### [Exercise]
Transcribe each entry so that nothing differs from the original.

### [Source material]
—————

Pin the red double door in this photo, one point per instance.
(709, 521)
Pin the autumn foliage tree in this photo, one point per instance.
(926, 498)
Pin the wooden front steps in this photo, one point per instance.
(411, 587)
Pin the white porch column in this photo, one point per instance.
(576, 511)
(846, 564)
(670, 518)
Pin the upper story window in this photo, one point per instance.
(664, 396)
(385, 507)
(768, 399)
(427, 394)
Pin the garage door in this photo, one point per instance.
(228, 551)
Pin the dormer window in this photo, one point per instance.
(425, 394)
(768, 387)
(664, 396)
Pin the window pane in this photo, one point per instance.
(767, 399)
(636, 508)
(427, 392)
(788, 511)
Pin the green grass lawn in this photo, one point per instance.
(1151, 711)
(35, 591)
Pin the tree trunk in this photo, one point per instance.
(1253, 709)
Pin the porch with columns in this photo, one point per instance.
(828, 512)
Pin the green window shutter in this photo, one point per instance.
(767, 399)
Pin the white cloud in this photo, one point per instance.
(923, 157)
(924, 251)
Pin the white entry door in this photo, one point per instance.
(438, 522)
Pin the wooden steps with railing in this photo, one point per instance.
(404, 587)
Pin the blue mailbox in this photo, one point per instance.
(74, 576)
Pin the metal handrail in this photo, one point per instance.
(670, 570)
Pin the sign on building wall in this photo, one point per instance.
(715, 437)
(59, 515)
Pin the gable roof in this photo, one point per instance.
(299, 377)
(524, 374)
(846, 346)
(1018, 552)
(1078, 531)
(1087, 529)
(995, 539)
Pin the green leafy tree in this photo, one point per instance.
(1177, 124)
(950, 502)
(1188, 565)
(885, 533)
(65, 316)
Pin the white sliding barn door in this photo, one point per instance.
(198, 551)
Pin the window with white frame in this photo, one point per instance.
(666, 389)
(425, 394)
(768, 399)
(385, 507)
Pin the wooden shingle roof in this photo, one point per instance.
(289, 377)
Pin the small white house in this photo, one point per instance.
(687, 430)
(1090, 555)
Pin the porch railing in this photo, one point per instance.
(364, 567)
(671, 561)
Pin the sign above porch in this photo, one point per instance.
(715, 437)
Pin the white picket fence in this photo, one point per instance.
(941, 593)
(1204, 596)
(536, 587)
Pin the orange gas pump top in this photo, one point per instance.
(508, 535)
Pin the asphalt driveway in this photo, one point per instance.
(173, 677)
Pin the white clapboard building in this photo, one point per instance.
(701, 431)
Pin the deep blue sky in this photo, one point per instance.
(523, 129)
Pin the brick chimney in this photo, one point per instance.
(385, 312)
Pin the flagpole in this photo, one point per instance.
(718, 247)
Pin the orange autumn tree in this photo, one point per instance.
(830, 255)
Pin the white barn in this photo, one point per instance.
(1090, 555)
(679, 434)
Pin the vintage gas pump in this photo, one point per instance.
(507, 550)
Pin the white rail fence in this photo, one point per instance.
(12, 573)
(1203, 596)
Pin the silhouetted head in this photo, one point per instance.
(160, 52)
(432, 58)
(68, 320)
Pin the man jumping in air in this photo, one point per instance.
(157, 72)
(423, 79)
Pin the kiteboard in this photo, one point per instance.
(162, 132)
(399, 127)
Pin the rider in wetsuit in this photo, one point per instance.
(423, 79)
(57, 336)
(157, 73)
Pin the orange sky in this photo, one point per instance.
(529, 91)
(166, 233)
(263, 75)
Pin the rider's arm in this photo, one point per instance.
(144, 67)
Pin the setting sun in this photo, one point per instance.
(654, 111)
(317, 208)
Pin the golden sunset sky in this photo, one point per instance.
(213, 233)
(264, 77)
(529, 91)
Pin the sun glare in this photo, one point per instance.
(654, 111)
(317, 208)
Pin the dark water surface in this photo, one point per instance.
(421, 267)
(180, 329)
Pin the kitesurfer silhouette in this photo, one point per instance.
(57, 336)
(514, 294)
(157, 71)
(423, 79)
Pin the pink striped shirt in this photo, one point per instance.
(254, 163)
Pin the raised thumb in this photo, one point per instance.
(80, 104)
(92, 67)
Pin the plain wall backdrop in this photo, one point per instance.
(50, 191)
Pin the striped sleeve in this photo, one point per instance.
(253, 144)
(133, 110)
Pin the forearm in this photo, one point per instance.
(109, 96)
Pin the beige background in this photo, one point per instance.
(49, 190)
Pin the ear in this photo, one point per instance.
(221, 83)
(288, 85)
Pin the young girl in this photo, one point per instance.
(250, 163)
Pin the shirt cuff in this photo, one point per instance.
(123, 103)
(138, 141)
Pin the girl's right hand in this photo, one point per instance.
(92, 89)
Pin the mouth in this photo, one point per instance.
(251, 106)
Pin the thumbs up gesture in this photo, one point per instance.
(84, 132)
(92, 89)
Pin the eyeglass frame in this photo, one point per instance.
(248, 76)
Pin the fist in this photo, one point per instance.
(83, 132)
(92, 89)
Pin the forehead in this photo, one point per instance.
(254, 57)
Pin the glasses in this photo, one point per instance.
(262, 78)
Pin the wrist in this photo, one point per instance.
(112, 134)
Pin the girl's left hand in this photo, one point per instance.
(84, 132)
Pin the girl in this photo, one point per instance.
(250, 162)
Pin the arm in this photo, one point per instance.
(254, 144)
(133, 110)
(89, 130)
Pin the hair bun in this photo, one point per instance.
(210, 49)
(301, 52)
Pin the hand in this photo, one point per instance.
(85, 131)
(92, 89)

—————

### [Solution to the problem]
Pin the red double door in this photo, one point per instance.
(709, 521)
Pin the autumn foliage tree in this photo, one point per instance.
(926, 498)
Pin the wooden front steps in this photo, one point per instance.
(411, 587)
Pin the white porch column in this photo, one point per instance.
(576, 511)
(846, 564)
(670, 518)
Pin the upper story window in this photo, one point per instance.
(664, 396)
(385, 507)
(768, 399)
(427, 394)
Pin the garage door in this photo, one point per instance.
(228, 551)
Pin the dormer window in this photo, one point per instance.
(425, 394)
(768, 387)
(664, 396)
Pin the window pane in this photo, one point per instance.
(767, 399)
(636, 508)
(427, 392)
(788, 511)
Pin the green grass lawn in this photo, one point per instance.
(1151, 711)
(35, 591)
Pin the tree trunk in this photo, one point per instance.
(1253, 709)
Pin the porch with columns in this photo, one point per instance.
(828, 512)
Pin the green window shutter in this photo, one point per instance.
(767, 399)
Pin the white cloud in this photo, one point per instance.
(923, 157)
(924, 251)
Pin the white entry door in this photo, one point per instance.
(438, 522)
Pin the wooden steps with railing in this photo, one point per instance.
(404, 587)
Pin the blue mailbox in this photo, one point per instance.
(74, 576)
Pin the metal handrail in this photo, one point per instance.
(670, 570)
Pin the sign on building wall in this photo, one point per instance.
(715, 437)
(59, 515)
Pin the gable roof in this photo, one point per instance.
(299, 377)
(524, 374)
(846, 346)
(1018, 552)
(1078, 531)
(1087, 529)
(995, 539)
Pin the green leafy tree in this photo, one point per instance.
(1177, 124)
(950, 502)
(1188, 565)
(885, 533)
(65, 316)
Pin the white sliding barn door in this photo, one point per instance.
(198, 551)
Pin the window with white frame in this photo, one point per instance.
(666, 389)
(425, 394)
(768, 399)
(385, 507)
Pin the wooden shingle roof in this photo, one point per instance.
(289, 377)
Pin the small white house in this photo, one point per instance.
(687, 430)
(1090, 555)
Pin the porch railing in this photo, one point per instance.
(364, 567)
(671, 561)
Pin the sign above porch in this photo, one point per instance.
(715, 437)
Pin the white picket fence in this photo, one point per instance.
(941, 593)
(1204, 596)
(536, 587)
Pin the orange gas pump top in this photo, one point per instance.
(508, 535)
Pin the asphalt driveway in this photo, one point per instance.
(173, 677)
Pin the white clapboard building in this photo, one point per instance.
(701, 431)
Pin the deep blue sky in this photo, one point per instance.
(523, 129)
Pin the brick chimney in this photo, one point per instance.
(385, 312)
Pin the flagpole in this photo, one point per instance.
(718, 247)
Pin the orange autumn tree in this photo, one point per instance.
(830, 255)
Pin the white barn in this photo, one point per instance.
(1090, 555)
(679, 434)
Pin the vintage gas pump in this photo, one point per instance.
(507, 550)
Pin the white rail fence in this photo, one point per instance.
(12, 573)
(1203, 596)
Pin the silhouetted head in this photo, one point per instance.
(160, 52)
(432, 58)
(68, 320)
Pin the man jumping in air in this photo, one point per instance.
(157, 72)
(423, 79)
Pin the kiteboard in this photo, one point per instance.
(162, 132)
(399, 127)
Pin the rider in wetsuit in this photo, one point per instance.
(423, 79)
(57, 336)
(157, 73)
Pin the orange sky in this photo, one point per instance.
(529, 91)
(166, 233)
(263, 75)
Pin the rider's arm in this photo, one point per instance.
(144, 67)
Pin the setting sun in this photo, one point per instance.
(654, 111)
(317, 208)
Pin the golden sunset sky in this photo, one point per instance.
(213, 233)
(264, 77)
(529, 91)
Pin the sun glare in this photo, one point per instance.
(654, 111)
(317, 208)
Pin the dark water surface in this photo, one point per instance.
(421, 267)
(180, 329)
Pin the kitesurfer silhouette in this photo, one point per instance.
(57, 336)
(514, 294)
(157, 71)
(423, 79)
Pin the pink striped shirt in this photo, one point per instance.
(254, 163)
Pin the raised thumb in this photo, one point per instance.
(80, 104)
(92, 67)
Pin the plain wall backdrop in this photo, one point per instance.
(50, 191)
Pin the striped sleeve in this photo, one point per instance.
(253, 144)
(133, 110)
Pin the forearm in this photo, one point per instance.
(109, 96)
Pin the beige background in this photo, one point per instance.
(49, 190)
Pin the ear in this photo, one point per instance.
(221, 83)
(288, 85)
Pin the young girl in this photo, one point per instance.
(250, 163)
Pin the shirt cuff in this photo, one point per instance.
(123, 103)
(138, 141)
Pin the girl's right hand in this photo, one point per instance.
(92, 89)
Pin the mouth in this photo, one point per instance.
(251, 106)
Pin the thumbs up gesture in this photo, one point per instance.
(84, 132)
(92, 89)
Pin the eyeglass frame in this photo, one point per instance.
(248, 76)
Pin the fist in this photo, one point per instance.
(83, 132)
(92, 89)
Pin the forehead in this photo, one point per instance.
(254, 57)
Pin the glasses in this photo, one point per instance.
(262, 78)
Pin the wrist in this photo, one point per instance.
(112, 134)
Pin the girl's left hand in this photo, one point per instance.
(84, 132)
Pin the girl in this photo, one point per instance.
(250, 162)
Pin the arm in this photo, one point per instance.
(254, 144)
(133, 110)
(89, 130)
Pin the hair bun in this photo, one point per instance.
(210, 49)
(301, 52)
Pin the hand in this photo, one point per instance.
(85, 131)
(92, 89)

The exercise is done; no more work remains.